On voit donc bien aujourd’hui des développements permettant d’interroger les activités du système nerveux dans une variété de modalité (chimique, optique, électrique), d’échelles de temps et de sensibilité, tout en couvrant une gamme d’échelle d’organisation de plus en plus large (du nanomètre au centimètre).
2. L’optogénétique et l’analyse des circuits
Ces dernières années ont vu l’explosion de méthodes basées sur le contrôle optique de l’activité de protéines ou autres molécules biologiques. Ces outils fournissent des moyens puissants pour manipuler et interroger les fonctions cérébrales avec une invasivité relativement faible mais surtout une précision spatio-temporelle sans précédent.
L’optogénétique permet une manipulation localisée des neurones par l’intermédiaire de protéines photo-activables. L’expression de ces protéines permet de cibler des populations de neurones spécifiques (en fonction de leur anatomie ou de leur activité récente). La dynamique d’activation-inactivation autorise un contrôle précis et réversible dans le temps. La possibilité d’activer ou d’inhiber simultanément des populations spécifiques de neurones en temps réel tout en enregistrant leur activité constitue une stratégie très puissante pour disséquer le fonctionnement de circuits neuronaux, pour les perturber et pour tester les conséquences de ces perturbations sur les comportements. L’entrée en force de l’optogénétique dans le champ des neurosciences intégratives a conduit à développer des approches d’excitation et d’inhibition de l’activité de population de neurones pour définir des relations de causalité (notion de nécessité via l’inhibition et de suffisance via l’excitation) entre une activité neuronale dans un circuit et un comportement particulier. Cette approche “interventionniste de la causalité” se pose actuellement en référence pour comprendre les relations entre cerveau et comportement. Cette position dominante a tendance à réduire la nécessaire pluralité des concepts et des réflexions sur le fonctionnement des circuits. Son efficacité ne doit pas masquer le fait qu’elle n’aborde la question du fonctionnement du système nerveux central que sous l’angle particulier des microcircuits (perturbations à petite échelle sur des circuits restreints) et adopte une démarche réductionniste.

> Lignes fournies
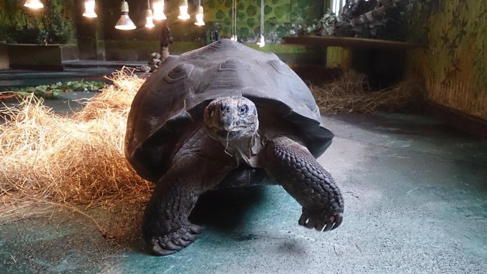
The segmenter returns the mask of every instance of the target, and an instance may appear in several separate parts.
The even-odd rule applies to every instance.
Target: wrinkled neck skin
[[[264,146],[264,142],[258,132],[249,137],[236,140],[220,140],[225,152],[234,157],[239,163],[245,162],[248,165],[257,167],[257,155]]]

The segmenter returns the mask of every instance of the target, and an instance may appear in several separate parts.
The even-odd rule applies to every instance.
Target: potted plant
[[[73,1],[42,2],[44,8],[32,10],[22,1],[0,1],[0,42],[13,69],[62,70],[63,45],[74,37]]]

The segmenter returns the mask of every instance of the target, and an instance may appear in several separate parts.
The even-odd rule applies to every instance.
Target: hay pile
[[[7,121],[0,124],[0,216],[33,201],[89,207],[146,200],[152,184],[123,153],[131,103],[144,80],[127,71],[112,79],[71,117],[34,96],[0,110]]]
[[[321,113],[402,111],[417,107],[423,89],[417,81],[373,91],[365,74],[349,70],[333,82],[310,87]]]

> Liste des tâches
• 1. Extrayez du texte sur l'optogénétique le passage qui va de "2. L’optogénétique et" jusqu'à "spatio-temporelle sans précédent.", sans rien y changer.
• 2. D'après le texte sur l'optogénétique, répondez brièvement aux questions suivantes.
(a) Quelles sont les trois modalités citées pour interroger les activités du système nerveux ?
(b) Par l'intermédiaire de quel type de protéines l'optogénétique permet-elle une manipulation localisée des neurones ?
(c) Quelle notion l'inhibition permet-elle de définir dans les relations de causalité ?
Les lignes n'ont aucun lien avec le texte sur l'optogénétique.

> Réponses rédigées
• 1.
2. L’optogénétique et l’analyse des circuits
Ces dernières années ont vu l’explosion de méthodes basées sur le contrôle optique de l’activité de protéines ou autres molécules biologiques. Ces outils fournissent des moyens puissants pour manipuler et interroger les fonctions cérébrales avec une invasivité relativement faible mais surtout une précision spatio-temporelle sans précédent.

• 2.
(a) Chimique, optique et électrique.
(b) Des protéines photo-activables.
(c) La notion de nécessité.